_Task details_: List every line of the material below that contains the word "Target", copying each such line in full. Case counts when matching.

_Supplied records_:
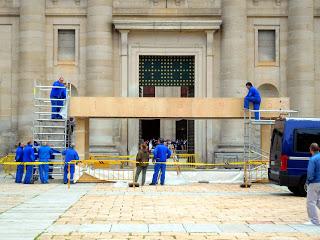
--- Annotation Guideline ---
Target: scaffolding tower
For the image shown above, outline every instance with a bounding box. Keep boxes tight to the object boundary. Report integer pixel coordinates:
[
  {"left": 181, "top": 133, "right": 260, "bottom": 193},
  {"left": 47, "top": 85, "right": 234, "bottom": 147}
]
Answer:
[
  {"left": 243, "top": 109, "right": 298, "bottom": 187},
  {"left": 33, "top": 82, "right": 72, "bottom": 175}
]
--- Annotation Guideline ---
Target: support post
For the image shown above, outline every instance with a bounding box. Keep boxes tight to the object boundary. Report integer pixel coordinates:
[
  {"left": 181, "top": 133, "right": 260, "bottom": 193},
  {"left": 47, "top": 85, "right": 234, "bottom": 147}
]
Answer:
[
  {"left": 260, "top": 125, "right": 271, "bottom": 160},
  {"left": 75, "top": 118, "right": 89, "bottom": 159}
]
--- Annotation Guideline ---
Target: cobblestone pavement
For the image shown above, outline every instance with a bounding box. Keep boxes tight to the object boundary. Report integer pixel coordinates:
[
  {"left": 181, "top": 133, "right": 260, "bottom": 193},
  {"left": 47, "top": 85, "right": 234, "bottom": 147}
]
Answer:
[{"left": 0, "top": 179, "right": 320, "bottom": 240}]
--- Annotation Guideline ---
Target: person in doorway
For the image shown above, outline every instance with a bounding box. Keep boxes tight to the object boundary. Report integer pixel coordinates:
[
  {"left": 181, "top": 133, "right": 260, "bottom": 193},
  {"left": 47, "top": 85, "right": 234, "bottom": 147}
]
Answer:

==

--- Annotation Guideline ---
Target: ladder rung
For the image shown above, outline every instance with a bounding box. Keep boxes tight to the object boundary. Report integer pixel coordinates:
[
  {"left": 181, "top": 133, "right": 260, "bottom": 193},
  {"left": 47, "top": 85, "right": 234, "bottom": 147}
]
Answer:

_Response below_:
Target: scaffolding tower
Target: support post
Target: cobblestone pavement
Target: person in doorway
Target: ladder rung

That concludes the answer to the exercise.